──────── Given text

Last Modified: September 16, 2022

Family Medicine


This post was written by Ashley M. Bojrab, DPM, FACFAS, ABPM, CWS, PPG – Podiatry.

As a podiatrist, I tend to watch people walk and am always intrigued by their gate. No two gaits are exactly the same. Some people have higher arches (Pes cavus), while others have no arch (Pes planus), and some have feet that fall somewhere in between these two extremes. The truth is, the arch of your foot has a significant impact on what your feet need to stay healthy and happy, including your footwear. In addition to the right shoes, those with flat feet might require additional foot care and, perhaps, even treatment.

Causes of flat feet

Flat feet can be hereditary, though it’s most commonly attributed to individuals who are overweight. No arches can also be the result of injury or a health change. The posterior tibial tendon is one of the supporting structures that help create the arch. When this tendon is impaired, it can hinder the arch of the foot.


As those born with them know, living with flat feet (no arch) can be difficult, because your feet can get tired a little quicker than someone with an arch. Flat feet can cause additional foot problems as well, such as bunions, hammertoes, arthritis and calluses. Swelling, pain, ankles that roll inwards easily and toes that point outward are all characteristics and symptoms of flat feet.

────────────────
──────── Source data

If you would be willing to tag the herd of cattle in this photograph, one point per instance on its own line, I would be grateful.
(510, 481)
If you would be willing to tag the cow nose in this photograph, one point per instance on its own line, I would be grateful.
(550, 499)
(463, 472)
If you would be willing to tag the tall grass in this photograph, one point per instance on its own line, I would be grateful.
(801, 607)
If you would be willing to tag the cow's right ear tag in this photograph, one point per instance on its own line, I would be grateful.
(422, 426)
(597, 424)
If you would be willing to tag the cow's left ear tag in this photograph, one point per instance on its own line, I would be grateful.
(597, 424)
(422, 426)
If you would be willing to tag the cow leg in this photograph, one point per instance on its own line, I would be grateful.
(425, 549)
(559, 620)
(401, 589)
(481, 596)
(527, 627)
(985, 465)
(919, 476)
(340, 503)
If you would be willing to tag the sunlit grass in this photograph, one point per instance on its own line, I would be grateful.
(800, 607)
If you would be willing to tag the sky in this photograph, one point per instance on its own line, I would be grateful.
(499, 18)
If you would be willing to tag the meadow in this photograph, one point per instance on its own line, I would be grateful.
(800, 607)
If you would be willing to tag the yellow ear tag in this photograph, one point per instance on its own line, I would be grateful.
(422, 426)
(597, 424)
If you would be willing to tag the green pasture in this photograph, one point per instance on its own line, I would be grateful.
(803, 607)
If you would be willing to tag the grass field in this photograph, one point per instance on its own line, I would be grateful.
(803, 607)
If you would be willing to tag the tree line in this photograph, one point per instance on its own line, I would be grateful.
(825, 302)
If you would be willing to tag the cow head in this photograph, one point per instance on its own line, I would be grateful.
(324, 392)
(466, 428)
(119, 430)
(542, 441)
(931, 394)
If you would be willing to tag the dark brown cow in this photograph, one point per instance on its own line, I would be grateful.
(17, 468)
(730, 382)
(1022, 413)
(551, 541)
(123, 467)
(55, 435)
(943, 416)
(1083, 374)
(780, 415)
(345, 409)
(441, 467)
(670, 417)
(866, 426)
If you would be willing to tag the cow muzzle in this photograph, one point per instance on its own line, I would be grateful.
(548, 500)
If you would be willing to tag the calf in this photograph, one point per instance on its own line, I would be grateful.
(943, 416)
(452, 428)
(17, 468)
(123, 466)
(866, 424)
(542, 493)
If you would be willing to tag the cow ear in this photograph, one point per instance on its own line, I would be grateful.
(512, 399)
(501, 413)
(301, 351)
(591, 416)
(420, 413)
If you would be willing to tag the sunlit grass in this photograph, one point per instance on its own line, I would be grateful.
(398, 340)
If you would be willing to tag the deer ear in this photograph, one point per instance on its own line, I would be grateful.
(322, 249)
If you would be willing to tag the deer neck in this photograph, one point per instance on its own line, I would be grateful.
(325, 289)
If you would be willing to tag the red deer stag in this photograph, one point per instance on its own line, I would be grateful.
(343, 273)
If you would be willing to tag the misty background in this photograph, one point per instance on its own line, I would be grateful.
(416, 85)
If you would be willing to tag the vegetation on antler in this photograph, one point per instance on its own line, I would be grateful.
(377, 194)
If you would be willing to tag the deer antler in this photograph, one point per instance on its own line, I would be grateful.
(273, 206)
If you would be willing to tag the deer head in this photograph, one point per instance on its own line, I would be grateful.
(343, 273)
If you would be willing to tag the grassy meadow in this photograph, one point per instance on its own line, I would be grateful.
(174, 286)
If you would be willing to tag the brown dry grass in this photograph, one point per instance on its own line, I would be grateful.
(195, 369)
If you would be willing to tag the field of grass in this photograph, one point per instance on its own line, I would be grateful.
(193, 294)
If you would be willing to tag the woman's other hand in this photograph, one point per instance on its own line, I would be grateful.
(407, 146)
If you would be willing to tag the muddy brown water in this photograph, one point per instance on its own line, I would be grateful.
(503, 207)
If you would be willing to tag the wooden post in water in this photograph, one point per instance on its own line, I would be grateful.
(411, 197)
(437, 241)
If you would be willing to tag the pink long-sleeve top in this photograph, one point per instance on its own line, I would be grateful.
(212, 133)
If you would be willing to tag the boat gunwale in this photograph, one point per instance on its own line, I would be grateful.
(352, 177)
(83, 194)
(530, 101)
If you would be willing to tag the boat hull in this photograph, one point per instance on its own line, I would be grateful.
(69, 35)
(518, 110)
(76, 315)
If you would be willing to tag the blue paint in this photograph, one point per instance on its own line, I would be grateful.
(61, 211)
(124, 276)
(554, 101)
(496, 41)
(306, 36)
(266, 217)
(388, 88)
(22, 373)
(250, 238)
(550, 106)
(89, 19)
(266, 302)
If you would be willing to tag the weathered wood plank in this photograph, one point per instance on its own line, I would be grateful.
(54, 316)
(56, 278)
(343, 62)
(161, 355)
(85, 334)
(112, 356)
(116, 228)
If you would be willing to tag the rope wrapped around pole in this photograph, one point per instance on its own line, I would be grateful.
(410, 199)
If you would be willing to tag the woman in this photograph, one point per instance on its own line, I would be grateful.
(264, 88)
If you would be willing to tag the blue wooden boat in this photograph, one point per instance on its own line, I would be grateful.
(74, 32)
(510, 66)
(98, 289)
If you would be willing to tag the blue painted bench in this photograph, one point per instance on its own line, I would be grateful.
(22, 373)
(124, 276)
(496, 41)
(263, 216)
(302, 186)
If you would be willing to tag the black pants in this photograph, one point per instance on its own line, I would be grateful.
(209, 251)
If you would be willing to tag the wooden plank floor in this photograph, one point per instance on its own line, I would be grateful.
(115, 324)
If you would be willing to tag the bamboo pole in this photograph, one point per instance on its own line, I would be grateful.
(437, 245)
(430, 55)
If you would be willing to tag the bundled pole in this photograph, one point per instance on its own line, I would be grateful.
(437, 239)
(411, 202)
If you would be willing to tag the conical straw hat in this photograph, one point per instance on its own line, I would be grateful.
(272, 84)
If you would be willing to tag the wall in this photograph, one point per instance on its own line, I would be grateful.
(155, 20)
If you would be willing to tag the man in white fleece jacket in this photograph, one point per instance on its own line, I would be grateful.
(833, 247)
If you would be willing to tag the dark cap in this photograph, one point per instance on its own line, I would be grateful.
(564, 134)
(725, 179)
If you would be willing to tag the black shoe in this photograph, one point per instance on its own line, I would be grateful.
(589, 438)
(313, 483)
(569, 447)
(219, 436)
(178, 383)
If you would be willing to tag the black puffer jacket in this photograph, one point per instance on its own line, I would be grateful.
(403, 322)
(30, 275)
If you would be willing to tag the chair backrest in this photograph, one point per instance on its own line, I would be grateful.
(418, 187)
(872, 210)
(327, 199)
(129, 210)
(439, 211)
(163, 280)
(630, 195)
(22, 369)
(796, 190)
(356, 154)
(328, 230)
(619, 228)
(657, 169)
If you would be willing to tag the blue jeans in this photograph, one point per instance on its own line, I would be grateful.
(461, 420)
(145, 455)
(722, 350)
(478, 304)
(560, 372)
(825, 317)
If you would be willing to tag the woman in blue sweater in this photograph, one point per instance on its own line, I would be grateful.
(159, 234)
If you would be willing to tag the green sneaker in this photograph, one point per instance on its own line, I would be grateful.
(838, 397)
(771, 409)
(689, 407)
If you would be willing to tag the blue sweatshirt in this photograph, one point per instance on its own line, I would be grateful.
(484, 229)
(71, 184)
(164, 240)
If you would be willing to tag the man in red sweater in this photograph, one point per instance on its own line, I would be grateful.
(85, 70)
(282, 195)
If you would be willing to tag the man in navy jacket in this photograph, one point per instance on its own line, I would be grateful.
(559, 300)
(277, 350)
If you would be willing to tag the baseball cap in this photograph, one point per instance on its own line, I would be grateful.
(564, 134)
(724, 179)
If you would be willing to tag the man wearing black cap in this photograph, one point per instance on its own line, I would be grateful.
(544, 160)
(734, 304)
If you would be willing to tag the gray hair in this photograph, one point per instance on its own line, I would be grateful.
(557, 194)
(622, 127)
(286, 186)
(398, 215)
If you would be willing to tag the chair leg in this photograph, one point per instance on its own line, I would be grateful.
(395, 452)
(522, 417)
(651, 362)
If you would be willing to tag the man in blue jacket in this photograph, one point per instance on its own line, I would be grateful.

────────────────

_Action item A_
From the piece on flat feet, copy word for word the passage starting with "As a podiatrist, I" and going on through "perhaps, even treatment.".
_Action item B_
Carry the piece on flat feet further, picking up right after its last sentence.

_Reply A_
As a podiatrist, I tend to watch people walk and am always intrigued by their gate. No two gaits are exactly the same. Some people have higher arches (Pes cavus), while others have no arch (Pes planus), and some have feet that fall somewhere in between these two extremes. The truth is, the arch of your foot has a significant impact on what your feet need to stay healthy and happy, including your footwear. In addition to the right shoes, those with flat feet might require additional foot care and, perhaps, even treatment.

_Reply B_
In many cases, flat feet can be treated conservatively by wearing supportive shoes, orthotics, bracing and losing weight. If symptoms persist, or the patient has a collapsed arch, a provider might recommend physical therapy, anti-inflammatories, topical creams, or modifications to shoe gear.

When conservative treatment fails, a patient can explore surgical options with a foot and ankle specialist. While there are surgical options that can offer relief, the decision should not be taken likely, and considered as a last resort.

If you are experiencing discomfort as a result of your flat or fallen arches, it’s important to speak with your podiatrist. They can help you find options to offer more comfort in every step.